Given request: Collect every line of the material below that contains the string "hillside", matching case exactly.

Rows:
***

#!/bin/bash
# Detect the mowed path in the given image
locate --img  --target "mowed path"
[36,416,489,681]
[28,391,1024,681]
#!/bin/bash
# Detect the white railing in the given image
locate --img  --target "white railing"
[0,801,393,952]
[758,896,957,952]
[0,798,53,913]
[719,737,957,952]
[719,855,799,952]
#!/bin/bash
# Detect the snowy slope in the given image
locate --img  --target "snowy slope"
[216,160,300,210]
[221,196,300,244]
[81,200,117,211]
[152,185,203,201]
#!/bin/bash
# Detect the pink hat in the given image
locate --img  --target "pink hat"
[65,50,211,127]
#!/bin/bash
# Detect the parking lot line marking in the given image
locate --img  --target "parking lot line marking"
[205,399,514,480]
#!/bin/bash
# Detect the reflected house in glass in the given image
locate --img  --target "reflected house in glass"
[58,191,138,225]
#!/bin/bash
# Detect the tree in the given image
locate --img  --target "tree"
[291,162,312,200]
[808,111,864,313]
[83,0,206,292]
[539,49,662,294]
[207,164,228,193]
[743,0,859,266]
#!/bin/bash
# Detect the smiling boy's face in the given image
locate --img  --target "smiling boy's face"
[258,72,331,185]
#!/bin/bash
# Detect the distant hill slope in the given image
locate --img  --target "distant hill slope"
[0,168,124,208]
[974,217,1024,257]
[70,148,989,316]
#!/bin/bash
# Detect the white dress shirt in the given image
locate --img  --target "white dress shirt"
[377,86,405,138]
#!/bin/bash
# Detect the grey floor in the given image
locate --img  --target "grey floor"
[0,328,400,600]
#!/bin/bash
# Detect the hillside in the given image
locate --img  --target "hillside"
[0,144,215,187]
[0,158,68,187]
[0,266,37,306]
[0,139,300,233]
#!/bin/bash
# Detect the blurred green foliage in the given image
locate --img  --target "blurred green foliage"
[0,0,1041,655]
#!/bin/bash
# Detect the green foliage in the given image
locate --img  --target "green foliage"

***

Correct result:
# Detect the hillside in the given image
locate --img  --target "hillside"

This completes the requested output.